- Actions to take -
**1)** Decide whether each statement, (a) through (c), agrees with the Levine opinion, answering yes or no and quoting the words of the opinion that settle it: (a) The case was tried before a jury. (b) The balance claimed for goods sold and delivered was $220.94. (c) The appeal is taken from the judgment on the $146 count.
**2)** Repeat word for word the part of the Levine opinion that opens with the words containing "SWEARINGEN, J." and closes with "plaintiff in error.".

- Source document -

Court of Civil Appeals of Texas, 1918

Levine v. George P. Ide & Co.

Levine v. George P. Ide & Co.
Court of Civil Appeals of Texas · Decided January 23, 1918 · Swearingen
200 S.W. 428; 1918 Tex. App. LEXIS 37 (South Western Reporter)

Levine v. George P. Ide & Co.

Opinion of the Court

SWEARINGEN, J.

The defendant in error, George P. Ide & Co., brought this suit against plaintiff in error, A. Levine, to recover the balance of $220.94 due for goods sold and delivered to A. Levine, and also sued for $146 paid by George P. Ide & Co. for one-half the expense of a display window *429 in Levine’s store. Without a jury, the court rendered judgment against Levine for the balance prayed for, $220.94, and against the Ide Company on its count for the $146. There is no complaint as to the judgment for the $146. The appeal is from the judgment for $220.94 awarded against plaintiff in error.

- Data extract -
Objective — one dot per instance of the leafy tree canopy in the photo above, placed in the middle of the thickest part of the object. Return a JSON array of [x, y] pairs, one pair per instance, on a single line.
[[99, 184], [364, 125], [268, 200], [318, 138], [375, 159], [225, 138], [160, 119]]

- Responses to the tasks -
**1)**
(a) No: "Without a jury, the court rendered judgment against Levine for the balance prayed for, $220.94"
(b) Yes: "to recover the balance of $220.94 due for goods sold and delivered to A. Levine"
(c) No: "The appeal is from the judgment for $220.94 awarded against plaintiff in error."

**2)**
SWEARINGEN, J.

The defendant in error, George P. Ide & Co., brought this suit against plaintiff in error, A. Levine, to recover the balance of $220.94 due for goods sold and delivered to A. Levine, and also sued for $146 paid by George P. Ide & Co. for one-half the expense of a display window *429 in Levine’s store. Without a jury, the court rendered judgment against Levine for the balance prayed for, $220.94, and against the Ide Company on its count for the $146. There is no complaint as to the judgment for the $146. The appeal is from the judgment for $220.94 awarded against plaintiff in error.